Directions for this task:
Beginning with the line containing "Query: white pallet stack" and ending with the last line of the entries below, copy each line exactly and nothing else.

Exercise materials:
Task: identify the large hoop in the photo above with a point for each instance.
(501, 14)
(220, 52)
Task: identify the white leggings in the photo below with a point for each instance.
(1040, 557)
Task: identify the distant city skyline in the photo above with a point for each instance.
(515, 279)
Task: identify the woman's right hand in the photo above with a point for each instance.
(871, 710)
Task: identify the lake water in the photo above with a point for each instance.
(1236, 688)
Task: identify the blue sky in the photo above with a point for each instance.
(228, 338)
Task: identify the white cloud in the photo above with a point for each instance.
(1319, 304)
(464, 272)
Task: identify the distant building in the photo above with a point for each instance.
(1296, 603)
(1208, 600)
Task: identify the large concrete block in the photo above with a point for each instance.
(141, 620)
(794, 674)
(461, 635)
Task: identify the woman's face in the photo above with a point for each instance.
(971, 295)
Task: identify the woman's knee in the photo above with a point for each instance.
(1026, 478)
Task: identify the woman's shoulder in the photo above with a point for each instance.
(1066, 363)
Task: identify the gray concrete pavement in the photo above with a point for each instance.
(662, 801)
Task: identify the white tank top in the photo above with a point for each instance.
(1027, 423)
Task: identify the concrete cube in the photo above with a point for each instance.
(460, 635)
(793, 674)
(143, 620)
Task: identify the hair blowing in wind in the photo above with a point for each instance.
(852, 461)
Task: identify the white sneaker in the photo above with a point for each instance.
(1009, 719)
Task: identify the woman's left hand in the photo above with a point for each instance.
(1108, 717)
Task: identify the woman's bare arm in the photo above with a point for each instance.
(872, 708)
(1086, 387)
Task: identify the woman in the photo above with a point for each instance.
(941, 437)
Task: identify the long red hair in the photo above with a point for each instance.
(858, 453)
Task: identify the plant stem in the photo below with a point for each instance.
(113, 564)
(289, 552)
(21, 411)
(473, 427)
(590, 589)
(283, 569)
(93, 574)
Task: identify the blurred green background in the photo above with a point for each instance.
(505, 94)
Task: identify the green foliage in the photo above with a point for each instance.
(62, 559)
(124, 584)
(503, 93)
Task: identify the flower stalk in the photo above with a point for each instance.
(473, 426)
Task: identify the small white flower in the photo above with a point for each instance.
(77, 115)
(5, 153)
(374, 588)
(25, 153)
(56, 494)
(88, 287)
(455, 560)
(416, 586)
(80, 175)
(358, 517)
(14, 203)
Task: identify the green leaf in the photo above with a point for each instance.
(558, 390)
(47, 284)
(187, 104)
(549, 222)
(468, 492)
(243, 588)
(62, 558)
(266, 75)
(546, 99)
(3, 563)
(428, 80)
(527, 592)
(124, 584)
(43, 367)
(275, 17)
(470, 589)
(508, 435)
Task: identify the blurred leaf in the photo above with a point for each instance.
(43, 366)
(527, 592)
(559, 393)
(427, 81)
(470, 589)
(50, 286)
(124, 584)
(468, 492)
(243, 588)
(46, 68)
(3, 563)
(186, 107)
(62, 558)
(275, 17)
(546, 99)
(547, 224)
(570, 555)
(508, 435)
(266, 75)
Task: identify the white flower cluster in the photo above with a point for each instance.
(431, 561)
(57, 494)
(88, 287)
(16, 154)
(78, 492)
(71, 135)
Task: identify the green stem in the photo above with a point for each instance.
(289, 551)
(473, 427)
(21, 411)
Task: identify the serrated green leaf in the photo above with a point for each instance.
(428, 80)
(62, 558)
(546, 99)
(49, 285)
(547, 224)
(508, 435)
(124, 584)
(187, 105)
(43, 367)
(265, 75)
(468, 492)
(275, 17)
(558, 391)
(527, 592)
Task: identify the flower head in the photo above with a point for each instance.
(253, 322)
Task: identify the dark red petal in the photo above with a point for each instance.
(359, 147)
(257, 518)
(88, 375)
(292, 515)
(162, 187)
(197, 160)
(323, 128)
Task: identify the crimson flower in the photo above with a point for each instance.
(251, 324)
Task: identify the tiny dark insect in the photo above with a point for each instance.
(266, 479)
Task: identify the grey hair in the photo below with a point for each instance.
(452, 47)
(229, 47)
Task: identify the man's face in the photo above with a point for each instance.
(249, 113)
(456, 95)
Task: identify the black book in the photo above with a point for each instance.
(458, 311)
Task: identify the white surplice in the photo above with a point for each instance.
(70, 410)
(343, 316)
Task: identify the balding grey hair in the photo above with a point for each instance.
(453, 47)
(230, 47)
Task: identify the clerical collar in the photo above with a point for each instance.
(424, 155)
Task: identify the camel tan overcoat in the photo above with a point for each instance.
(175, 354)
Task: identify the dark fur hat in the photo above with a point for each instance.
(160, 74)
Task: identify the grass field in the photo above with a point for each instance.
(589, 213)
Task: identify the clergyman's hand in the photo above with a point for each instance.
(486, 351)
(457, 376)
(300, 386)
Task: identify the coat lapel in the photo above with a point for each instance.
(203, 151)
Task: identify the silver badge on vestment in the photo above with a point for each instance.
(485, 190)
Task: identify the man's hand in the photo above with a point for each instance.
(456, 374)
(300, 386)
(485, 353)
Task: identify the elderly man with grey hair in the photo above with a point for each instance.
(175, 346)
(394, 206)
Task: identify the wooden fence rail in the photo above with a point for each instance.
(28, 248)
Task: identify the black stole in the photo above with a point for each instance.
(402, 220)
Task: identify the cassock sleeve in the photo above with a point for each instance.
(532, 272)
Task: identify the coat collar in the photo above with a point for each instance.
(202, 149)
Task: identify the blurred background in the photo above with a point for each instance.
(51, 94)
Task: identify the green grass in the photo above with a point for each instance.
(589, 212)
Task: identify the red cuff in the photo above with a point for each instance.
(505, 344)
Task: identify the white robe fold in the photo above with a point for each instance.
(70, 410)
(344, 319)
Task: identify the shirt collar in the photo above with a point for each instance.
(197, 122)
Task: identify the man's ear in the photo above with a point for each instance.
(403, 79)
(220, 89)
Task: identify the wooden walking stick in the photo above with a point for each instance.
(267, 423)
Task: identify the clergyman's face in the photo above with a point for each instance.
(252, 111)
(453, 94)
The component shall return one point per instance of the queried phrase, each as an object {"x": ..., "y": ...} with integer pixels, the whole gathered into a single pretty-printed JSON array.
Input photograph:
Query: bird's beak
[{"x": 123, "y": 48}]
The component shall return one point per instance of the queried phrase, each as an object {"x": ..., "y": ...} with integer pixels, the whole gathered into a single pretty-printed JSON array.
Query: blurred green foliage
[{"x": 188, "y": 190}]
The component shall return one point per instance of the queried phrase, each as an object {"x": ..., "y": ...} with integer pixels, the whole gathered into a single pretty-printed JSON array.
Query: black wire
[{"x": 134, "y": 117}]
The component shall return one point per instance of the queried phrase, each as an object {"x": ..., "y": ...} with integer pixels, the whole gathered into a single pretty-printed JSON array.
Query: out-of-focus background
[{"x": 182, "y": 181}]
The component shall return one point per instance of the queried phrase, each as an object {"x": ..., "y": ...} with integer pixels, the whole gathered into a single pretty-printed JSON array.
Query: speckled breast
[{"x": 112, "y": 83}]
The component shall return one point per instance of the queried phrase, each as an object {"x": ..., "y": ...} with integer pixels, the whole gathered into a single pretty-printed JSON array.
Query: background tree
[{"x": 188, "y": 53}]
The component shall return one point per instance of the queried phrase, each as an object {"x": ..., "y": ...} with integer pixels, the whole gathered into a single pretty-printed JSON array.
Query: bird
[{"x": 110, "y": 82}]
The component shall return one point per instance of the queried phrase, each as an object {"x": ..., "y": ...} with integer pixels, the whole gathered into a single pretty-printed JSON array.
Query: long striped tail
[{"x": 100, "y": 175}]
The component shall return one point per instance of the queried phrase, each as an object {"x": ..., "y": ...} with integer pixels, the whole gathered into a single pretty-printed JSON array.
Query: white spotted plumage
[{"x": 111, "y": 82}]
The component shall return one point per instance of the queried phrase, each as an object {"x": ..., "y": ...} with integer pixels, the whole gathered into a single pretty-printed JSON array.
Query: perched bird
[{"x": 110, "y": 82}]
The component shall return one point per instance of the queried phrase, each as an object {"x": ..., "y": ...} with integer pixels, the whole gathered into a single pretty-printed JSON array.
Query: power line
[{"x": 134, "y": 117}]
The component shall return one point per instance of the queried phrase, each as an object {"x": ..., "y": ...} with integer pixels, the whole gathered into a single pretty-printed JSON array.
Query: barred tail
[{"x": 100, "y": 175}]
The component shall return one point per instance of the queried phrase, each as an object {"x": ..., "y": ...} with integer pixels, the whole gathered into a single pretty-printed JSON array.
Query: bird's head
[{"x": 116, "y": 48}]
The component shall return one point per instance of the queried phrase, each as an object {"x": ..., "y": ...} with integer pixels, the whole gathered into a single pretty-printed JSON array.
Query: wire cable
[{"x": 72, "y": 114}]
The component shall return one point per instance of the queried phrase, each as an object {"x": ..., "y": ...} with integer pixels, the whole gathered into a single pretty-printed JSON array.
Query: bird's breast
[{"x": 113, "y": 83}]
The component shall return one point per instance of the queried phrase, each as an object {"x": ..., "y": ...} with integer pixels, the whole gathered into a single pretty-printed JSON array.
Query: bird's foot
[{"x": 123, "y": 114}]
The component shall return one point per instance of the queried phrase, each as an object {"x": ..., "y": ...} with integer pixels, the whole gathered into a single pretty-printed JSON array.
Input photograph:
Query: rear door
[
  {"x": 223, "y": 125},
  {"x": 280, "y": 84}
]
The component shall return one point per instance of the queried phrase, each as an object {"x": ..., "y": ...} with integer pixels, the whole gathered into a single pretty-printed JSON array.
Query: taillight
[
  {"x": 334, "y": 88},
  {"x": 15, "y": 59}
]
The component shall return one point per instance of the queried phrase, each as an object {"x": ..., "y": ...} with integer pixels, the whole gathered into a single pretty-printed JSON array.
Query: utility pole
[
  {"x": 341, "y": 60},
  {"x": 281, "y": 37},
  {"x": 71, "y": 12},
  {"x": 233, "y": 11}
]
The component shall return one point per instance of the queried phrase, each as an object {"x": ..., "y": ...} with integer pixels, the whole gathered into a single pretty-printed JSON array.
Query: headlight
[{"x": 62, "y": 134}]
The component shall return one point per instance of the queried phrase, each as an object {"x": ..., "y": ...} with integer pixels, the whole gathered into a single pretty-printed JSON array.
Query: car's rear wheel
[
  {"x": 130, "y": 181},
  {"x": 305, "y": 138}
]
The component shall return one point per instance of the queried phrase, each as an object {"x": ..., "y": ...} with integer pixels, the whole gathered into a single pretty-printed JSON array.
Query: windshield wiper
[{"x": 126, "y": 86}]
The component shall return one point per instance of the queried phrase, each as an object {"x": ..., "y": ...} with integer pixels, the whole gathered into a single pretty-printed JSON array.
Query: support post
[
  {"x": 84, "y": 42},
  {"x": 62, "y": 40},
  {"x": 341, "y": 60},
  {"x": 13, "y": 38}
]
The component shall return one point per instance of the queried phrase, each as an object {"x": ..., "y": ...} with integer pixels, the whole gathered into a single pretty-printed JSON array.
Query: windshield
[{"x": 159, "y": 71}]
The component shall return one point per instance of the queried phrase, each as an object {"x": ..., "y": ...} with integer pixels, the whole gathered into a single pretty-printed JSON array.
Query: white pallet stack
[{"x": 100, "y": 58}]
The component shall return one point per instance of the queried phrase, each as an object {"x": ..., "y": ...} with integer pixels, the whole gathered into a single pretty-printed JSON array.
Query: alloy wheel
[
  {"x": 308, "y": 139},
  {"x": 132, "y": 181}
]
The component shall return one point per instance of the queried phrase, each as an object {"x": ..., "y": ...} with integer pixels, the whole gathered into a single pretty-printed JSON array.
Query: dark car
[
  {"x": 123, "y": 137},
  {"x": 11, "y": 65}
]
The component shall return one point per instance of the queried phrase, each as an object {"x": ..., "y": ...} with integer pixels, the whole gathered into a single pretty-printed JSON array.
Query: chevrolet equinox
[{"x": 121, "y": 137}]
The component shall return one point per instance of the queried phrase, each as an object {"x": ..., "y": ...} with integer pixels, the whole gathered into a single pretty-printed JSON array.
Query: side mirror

Exercise answer:
Query: white pallet stack
[{"x": 100, "y": 58}]
The component shall return one point per instance of the queried phrase, each as an object {"x": ..., "y": ...} with integer pixels, the whole gathered into a single pretty-printed JSON array.
Query: alloy wheel
[
  {"x": 308, "y": 139},
  {"x": 132, "y": 181}
]
The component shall return one point per instance of the queried phrase, each as an object {"x": ..., "y": ...} with integer pixels, the whole gathered into a single pretty-printed JSON array.
Query: dark car
[
  {"x": 123, "y": 137},
  {"x": 11, "y": 65}
]
The component shall return one point per instance of the queried phrase, each as an object {"x": ..., "y": ...} with integer pixels, the whole gathered into a single pretty-printed JSON array.
Query: chevrolet equinox
[{"x": 121, "y": 137}]
The component shall return one point per instance of the queried phrase, each as an object {"x": ..., "y": ...} with integer pixels, the whole gathered into a single pretty-printed JSON array.
Query: side mirror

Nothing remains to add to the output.